* **Aim of the exercise**
Pick out each line in the entries below that contains the word "gray" and copy it. Count a line only when its letters match that word's case.

* **Stored entries**

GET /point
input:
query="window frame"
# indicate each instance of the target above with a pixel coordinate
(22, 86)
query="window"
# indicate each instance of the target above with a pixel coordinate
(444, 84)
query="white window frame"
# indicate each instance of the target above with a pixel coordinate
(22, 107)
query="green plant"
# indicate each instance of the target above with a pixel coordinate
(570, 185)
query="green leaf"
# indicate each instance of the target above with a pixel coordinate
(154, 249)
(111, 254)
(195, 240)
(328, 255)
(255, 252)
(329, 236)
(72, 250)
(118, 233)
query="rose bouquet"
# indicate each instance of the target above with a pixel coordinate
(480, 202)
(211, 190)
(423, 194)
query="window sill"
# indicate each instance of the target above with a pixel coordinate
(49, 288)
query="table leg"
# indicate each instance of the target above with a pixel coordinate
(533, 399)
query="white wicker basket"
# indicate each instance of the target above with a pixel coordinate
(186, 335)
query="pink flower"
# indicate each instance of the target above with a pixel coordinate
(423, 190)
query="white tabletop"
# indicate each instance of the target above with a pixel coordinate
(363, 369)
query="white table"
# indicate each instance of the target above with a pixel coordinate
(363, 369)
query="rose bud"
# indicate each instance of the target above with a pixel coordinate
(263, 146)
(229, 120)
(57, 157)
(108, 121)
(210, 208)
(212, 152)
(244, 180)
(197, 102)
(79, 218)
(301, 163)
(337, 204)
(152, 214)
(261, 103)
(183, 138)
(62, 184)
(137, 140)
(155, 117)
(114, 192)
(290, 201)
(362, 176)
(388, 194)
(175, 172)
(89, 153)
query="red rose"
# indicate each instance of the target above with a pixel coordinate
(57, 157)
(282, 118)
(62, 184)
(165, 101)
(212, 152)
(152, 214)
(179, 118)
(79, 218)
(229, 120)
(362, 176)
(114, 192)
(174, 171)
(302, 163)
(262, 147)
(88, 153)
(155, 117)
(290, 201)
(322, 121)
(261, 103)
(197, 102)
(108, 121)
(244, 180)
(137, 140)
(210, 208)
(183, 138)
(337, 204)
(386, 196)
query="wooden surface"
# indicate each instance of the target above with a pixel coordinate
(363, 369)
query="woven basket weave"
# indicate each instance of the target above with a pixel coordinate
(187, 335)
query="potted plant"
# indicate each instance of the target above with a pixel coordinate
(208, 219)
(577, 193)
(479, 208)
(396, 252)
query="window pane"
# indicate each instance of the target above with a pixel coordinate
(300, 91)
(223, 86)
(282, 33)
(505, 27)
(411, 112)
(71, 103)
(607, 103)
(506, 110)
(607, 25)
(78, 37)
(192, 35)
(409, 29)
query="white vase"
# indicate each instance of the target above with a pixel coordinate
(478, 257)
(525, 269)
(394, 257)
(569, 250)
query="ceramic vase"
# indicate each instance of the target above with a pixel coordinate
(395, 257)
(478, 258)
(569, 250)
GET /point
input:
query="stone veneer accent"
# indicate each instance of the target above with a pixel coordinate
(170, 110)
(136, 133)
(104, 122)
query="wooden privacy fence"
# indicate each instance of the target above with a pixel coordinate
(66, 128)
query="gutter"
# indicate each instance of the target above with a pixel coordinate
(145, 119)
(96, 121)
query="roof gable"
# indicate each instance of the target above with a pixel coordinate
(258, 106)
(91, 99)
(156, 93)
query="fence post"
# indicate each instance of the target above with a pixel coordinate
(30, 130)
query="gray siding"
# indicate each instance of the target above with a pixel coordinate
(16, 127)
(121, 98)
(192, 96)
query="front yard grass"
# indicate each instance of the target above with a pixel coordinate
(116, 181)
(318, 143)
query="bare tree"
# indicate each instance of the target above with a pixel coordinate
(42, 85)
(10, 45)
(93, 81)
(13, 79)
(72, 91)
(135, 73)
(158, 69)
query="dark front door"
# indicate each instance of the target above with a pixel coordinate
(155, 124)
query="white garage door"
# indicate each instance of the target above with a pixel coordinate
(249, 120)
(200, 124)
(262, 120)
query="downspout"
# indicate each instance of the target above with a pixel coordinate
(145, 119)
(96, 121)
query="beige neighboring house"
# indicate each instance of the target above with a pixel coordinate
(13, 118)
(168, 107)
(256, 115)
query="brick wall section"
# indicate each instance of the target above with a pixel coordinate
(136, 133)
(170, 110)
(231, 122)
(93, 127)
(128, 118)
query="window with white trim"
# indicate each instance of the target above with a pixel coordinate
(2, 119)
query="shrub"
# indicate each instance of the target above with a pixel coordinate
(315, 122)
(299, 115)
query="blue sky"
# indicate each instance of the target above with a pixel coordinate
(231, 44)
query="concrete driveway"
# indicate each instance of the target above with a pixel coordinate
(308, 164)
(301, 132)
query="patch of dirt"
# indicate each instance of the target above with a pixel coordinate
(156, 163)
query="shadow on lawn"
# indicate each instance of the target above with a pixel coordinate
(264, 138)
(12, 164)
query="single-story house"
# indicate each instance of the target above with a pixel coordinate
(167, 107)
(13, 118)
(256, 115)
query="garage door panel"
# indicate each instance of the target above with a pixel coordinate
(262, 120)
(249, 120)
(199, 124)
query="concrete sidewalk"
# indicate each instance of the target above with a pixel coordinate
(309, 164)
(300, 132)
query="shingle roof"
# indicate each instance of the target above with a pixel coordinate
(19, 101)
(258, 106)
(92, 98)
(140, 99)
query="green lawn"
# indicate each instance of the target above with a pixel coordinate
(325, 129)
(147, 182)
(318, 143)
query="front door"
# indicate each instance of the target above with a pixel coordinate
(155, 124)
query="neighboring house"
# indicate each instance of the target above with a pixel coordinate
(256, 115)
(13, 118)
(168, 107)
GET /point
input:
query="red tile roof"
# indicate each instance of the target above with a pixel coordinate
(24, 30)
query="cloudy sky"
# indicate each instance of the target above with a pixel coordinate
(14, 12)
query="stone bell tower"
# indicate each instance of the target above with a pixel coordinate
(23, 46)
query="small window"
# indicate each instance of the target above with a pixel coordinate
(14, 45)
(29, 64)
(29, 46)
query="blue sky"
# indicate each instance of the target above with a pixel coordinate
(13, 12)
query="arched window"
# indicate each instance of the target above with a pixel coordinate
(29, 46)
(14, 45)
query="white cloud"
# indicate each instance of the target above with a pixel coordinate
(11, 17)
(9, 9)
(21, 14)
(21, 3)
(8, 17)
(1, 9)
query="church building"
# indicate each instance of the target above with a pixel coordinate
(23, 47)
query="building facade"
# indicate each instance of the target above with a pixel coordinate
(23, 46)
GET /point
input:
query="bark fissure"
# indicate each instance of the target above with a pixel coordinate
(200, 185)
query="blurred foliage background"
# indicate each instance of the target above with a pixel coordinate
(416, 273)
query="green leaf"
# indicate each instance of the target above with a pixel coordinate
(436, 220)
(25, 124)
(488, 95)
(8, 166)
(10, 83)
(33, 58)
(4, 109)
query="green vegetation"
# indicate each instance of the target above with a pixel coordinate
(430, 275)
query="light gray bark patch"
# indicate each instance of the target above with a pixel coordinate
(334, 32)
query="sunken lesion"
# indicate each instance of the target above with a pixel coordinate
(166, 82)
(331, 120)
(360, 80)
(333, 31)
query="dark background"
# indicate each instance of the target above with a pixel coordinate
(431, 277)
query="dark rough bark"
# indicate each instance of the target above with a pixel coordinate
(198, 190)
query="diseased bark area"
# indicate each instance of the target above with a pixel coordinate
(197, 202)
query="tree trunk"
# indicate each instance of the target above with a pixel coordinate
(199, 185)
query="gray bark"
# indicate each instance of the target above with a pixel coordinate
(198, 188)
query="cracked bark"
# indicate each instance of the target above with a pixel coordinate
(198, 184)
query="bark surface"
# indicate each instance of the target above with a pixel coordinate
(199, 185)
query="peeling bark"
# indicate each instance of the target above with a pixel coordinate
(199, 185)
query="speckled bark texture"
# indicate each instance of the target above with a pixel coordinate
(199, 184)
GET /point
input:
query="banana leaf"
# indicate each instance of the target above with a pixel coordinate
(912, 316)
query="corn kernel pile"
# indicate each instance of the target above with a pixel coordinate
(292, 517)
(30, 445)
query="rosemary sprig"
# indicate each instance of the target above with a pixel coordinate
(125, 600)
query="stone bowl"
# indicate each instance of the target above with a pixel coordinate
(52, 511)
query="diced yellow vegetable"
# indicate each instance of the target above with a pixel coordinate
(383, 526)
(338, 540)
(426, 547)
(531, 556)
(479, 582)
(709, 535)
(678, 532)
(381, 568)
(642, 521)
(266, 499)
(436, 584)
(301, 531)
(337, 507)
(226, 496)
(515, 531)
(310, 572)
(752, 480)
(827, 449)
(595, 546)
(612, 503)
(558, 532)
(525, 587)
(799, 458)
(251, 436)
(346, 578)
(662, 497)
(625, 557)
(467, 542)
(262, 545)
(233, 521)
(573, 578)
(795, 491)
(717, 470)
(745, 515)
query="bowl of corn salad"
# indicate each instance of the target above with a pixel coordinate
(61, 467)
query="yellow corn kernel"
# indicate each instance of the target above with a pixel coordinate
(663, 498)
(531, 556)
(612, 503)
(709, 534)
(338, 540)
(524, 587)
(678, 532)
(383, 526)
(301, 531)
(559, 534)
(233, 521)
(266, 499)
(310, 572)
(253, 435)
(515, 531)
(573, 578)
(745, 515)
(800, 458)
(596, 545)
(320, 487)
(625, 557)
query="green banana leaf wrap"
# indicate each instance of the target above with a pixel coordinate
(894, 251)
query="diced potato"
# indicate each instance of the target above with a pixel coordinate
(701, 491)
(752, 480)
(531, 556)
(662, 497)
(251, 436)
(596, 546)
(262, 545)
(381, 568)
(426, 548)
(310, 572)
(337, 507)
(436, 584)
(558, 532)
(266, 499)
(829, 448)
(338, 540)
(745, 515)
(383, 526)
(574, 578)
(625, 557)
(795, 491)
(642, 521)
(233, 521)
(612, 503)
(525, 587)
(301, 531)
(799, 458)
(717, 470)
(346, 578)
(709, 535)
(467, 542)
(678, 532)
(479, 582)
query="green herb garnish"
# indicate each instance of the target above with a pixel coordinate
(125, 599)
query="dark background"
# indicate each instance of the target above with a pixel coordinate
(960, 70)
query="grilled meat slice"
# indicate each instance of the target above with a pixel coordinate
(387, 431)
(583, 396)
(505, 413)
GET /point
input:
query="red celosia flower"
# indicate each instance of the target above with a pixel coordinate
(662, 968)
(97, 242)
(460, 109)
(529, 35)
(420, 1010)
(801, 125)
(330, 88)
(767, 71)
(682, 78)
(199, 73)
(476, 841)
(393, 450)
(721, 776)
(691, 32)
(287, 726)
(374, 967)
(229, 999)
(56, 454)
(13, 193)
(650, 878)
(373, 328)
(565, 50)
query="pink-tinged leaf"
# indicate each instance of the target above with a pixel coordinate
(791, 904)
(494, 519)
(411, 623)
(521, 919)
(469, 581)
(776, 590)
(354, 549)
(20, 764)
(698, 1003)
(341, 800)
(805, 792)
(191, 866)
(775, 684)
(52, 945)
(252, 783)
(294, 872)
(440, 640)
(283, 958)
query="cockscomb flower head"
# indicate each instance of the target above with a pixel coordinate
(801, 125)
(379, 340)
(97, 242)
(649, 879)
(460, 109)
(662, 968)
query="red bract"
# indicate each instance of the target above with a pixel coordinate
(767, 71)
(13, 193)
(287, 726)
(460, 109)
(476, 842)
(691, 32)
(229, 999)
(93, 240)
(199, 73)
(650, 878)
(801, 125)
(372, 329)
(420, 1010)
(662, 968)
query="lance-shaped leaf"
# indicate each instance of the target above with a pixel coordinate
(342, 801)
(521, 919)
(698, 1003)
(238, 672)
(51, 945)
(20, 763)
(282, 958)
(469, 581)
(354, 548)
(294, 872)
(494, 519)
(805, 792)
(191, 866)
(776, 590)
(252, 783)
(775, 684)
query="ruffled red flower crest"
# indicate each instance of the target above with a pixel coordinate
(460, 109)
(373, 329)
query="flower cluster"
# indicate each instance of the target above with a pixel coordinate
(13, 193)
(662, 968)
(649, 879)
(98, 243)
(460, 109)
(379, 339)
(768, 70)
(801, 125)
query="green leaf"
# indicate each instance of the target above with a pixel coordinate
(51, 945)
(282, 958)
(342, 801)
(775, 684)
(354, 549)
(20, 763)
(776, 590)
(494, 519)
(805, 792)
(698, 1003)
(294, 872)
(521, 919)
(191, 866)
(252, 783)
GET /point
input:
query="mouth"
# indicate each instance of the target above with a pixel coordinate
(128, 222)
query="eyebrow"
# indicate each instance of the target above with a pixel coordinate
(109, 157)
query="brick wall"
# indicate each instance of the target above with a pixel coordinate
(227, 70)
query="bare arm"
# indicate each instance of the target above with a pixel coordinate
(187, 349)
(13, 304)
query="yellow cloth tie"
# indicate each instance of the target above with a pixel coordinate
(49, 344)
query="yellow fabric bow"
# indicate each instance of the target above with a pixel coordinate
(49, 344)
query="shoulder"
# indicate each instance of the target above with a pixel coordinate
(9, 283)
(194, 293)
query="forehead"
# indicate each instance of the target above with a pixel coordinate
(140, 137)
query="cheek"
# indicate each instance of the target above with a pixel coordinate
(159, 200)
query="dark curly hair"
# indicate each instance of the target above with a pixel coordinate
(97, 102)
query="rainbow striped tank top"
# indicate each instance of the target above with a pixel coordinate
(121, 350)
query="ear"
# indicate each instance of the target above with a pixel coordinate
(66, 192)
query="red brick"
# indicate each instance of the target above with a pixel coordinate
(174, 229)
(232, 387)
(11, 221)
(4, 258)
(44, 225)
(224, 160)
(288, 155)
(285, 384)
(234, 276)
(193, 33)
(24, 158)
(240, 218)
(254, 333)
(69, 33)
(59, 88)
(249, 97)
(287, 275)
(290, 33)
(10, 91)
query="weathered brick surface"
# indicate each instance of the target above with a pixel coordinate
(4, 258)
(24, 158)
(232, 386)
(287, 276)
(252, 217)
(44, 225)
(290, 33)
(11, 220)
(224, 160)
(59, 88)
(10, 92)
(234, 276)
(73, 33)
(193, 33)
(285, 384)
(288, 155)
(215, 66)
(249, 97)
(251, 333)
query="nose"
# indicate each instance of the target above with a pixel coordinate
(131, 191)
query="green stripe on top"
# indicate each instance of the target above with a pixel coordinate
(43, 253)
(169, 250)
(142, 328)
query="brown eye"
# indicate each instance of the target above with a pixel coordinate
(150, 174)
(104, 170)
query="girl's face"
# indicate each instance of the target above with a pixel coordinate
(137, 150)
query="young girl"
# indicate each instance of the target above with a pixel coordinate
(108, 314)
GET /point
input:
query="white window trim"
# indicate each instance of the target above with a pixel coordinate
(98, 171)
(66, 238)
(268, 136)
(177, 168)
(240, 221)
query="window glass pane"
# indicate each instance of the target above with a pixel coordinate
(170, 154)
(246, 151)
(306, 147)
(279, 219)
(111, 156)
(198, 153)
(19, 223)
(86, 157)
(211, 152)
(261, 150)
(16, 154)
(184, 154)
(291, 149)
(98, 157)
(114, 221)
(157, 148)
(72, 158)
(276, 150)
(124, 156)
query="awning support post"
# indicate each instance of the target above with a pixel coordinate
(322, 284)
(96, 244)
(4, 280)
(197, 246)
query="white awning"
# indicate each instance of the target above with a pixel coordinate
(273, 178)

* **Expected answer**
query="gray siding"
query="light gray bark patch"
query="gray bark"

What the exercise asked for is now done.